*** Opening Selected text ***

The nature of consciousness is one of the great unsolved questions for science. In the seventeenth century, the founding fathers of modern science, especially Rene Descartes, divided the world into two realms, unconscious matter, which was mechanical in nature and was intrinsically purposeless, and immaterial spirit or mind which underlay the being of God, angels and human rational minds. This view is often called Cartesian dualism.

By the end of the nineteenth century, the theory of materialism became predominant within the sciences. Materialism arose from Cartesian dualism by denying the existence of any separate realm of spirit, thus getting rid of God and angels at one stroke, and treating human consciousness as a product of the brain, or as an aspect of brain activity. The materialist view is still dominant within the academic and scientific world but is increasingly questioned. Some opponents of materialism have advocated a form of dualism, most notably the philosopher of science Karl Popper and the neuroscientist John Eccles in their book The Self And Its Brain.

Others advocate panpsychism, the idea that psyche or mind is inherent not only in human brains, but in all self-organising material systems, including electrons and atoms. For example, the philosopher Galen Strawson argues for panpsychism in his influential article Realistic Monism: Why Physicalism Entails Panpsychism. The philosopher of mind Thomas Nagel argues for panpsychism in his book Mind And Cosmos: Why the Materialist Neo-Darwinian Conception of Nature is Almost Certainly False.

*** Closing Selected text ***
*** Opening Data provided ***

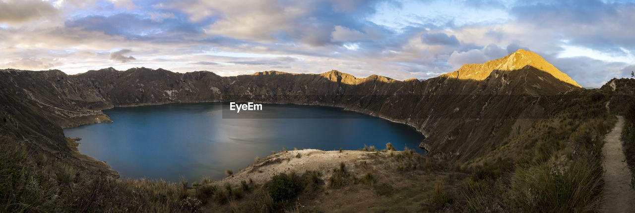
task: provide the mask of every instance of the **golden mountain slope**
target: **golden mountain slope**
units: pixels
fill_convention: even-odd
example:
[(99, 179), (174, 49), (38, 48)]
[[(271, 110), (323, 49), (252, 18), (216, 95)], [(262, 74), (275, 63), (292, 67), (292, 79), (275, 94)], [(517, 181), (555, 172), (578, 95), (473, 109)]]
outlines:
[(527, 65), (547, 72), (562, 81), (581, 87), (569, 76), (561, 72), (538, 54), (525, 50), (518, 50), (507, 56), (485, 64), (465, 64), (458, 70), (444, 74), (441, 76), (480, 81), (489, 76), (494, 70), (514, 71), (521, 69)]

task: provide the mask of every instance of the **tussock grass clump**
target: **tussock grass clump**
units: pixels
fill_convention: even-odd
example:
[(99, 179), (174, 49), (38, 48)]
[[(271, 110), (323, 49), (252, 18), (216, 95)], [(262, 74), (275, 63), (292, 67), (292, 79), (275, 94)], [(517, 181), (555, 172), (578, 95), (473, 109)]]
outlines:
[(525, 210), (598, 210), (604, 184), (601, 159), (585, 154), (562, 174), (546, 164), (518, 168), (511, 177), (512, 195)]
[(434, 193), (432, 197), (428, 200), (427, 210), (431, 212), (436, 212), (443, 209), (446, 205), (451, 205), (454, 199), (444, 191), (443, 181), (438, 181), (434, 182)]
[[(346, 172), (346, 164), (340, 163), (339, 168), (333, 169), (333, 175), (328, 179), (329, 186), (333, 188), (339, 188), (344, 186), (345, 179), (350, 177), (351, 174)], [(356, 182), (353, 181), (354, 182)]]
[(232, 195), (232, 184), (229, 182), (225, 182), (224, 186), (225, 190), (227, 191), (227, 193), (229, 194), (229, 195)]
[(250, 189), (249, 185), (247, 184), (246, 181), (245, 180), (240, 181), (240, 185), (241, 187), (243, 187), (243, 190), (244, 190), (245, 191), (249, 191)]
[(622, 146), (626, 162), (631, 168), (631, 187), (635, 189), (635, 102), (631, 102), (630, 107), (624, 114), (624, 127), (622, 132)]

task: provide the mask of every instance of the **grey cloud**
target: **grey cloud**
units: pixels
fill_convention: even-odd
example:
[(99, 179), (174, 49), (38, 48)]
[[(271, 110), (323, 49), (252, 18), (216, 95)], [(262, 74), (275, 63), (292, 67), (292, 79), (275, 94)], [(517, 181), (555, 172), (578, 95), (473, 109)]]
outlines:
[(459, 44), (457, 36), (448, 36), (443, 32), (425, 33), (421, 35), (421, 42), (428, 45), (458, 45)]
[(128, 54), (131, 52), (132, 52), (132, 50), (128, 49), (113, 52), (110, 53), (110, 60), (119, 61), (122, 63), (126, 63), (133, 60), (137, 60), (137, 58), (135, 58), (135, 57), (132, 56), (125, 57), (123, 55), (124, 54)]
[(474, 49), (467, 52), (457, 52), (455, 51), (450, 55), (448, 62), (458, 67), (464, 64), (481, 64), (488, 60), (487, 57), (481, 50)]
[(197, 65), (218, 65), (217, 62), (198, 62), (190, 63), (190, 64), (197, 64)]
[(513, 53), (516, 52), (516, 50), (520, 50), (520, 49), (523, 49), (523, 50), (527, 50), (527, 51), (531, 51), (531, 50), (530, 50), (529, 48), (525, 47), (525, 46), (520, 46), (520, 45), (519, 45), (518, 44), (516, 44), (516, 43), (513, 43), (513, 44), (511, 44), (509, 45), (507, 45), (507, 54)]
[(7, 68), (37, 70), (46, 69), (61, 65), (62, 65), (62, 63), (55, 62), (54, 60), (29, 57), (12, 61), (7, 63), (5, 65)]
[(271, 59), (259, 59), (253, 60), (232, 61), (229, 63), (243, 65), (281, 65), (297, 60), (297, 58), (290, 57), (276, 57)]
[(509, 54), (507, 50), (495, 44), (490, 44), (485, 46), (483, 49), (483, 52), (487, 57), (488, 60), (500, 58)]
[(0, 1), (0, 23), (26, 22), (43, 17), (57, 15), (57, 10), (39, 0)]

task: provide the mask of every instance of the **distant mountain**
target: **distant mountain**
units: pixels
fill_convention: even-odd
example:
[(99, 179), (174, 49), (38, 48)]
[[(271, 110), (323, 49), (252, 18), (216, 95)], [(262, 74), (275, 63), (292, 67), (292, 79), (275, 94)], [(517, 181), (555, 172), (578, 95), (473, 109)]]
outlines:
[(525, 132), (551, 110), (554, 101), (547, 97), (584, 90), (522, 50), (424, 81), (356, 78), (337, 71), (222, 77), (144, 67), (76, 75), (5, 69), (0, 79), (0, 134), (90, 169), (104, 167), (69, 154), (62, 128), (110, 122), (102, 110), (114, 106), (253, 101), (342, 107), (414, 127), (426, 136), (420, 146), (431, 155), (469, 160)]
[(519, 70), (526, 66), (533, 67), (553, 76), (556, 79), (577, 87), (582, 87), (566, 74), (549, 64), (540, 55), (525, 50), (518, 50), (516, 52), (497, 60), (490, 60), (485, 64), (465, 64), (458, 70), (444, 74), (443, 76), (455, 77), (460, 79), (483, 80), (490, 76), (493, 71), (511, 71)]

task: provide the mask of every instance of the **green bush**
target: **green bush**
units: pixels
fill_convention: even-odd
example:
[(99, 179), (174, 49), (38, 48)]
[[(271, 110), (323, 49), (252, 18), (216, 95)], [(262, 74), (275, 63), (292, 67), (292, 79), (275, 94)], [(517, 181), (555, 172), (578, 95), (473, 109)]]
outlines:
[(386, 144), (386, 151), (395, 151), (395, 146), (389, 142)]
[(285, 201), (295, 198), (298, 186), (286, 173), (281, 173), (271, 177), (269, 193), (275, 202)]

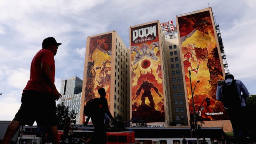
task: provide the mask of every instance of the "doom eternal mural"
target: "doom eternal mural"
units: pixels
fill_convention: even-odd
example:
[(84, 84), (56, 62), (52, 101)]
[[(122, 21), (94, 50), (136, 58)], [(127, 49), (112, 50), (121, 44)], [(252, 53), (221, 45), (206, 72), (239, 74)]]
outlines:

*** Closing Data provided ***

**What to do:**
(a) Answer these questions from the passage on consciousness:
(i) Which founding father of modern science is named as especially associated with dividing the world into two realms?
(ii) Which two people wrote The Self And Its Brain?
(iii) Which philosopher wrote the article Realistic Monism: Why Physicalism Entails Panpsychism?
(b) Write the next part of the passage on consciousness, picking up after its final sentence.
The records are not needed for anything here.

**Answers:**
(a)
(i) Rene Descartes
(ii) Karl Popper and John Eccles
(iii) Galen Strawson

(b)
Meanwhile there is a lively debate on the location of the mind. The standard materialist view implies that all our experience is inside our head, including our visual experience of the world. When you look at a dog, the image of the dog is inside your skull even though it appears to be outside you. These questions have been discussed by several psychologists and philosophers including Max Velmans in his book Understanding Consciousness, Arthur Young in The Reflexive Universe and Alva Noe's book Out Of Our Heads: Why You Are Not Your Brain, And Other Lessons From the Biology of Consciousness. These questions are discussed with extensive references in Rupert Sheldrake's book The Science Delusion/Science Set Free, especially in Chapters 4 and 8. For a trenchant critique of materialist Orthodoxy, see Raymond Tallis' book Aping Mankind: Neuromania, Darwinitis And The Misrepresentation Of Humanity.